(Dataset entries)
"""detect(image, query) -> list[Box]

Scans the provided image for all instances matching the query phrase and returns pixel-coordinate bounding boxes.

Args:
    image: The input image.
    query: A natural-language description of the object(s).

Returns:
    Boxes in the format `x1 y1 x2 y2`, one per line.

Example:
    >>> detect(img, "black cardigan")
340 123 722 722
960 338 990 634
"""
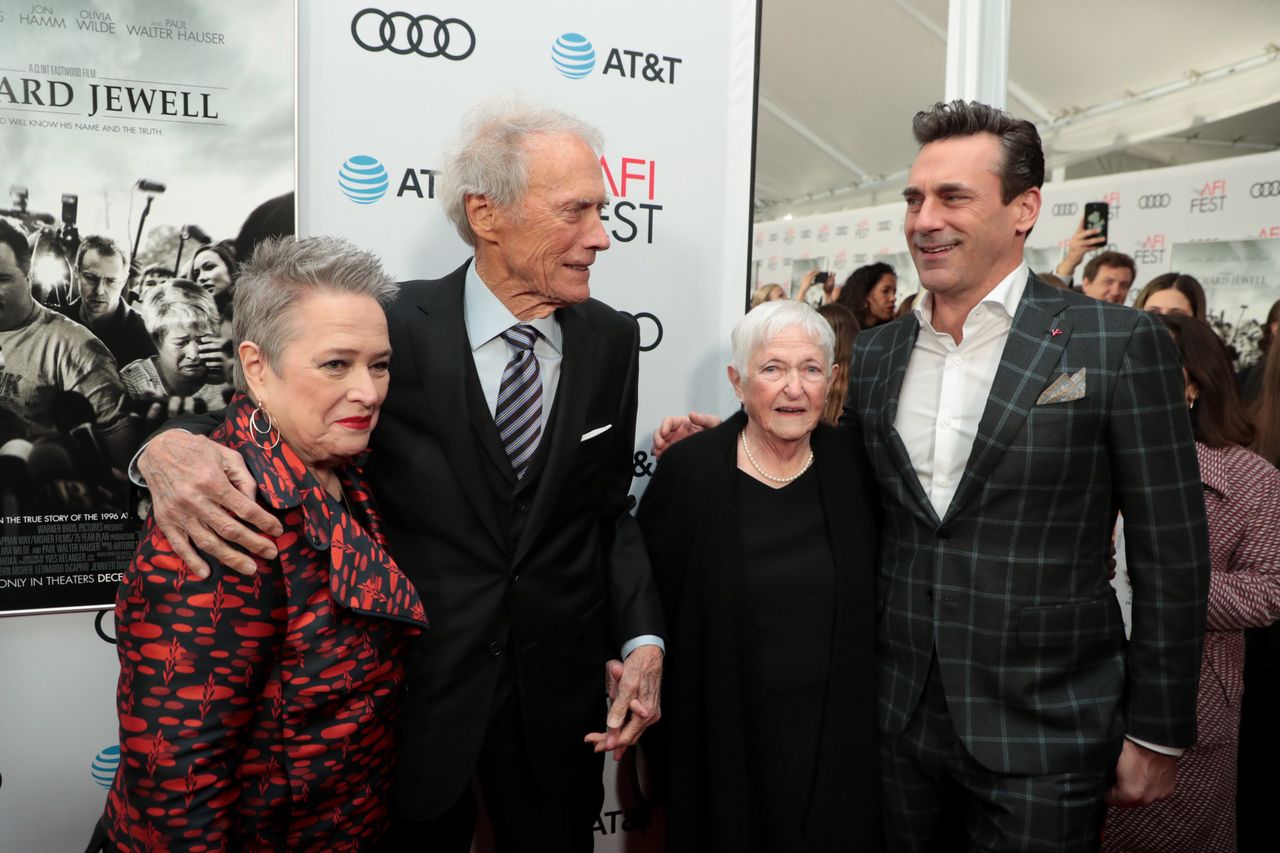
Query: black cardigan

Try it: All of the data is to be returned exactly, with no pictures included.

Your response:
"""detect(image, query) -> list[Box]

Scans the provided image for all instances matching the query phrase and returns pixel-coordinate bounding boxes.

Args:
    image: The input image.
    query: A natural-language description of the object(s).

Returns:
    Boxes in the format `x1 y1 x2 y2`, one per line.

Example:
    >>> detect(img, "black cardigan")
340 123 722 722
960 338 990 634
"""
Query: black cardigan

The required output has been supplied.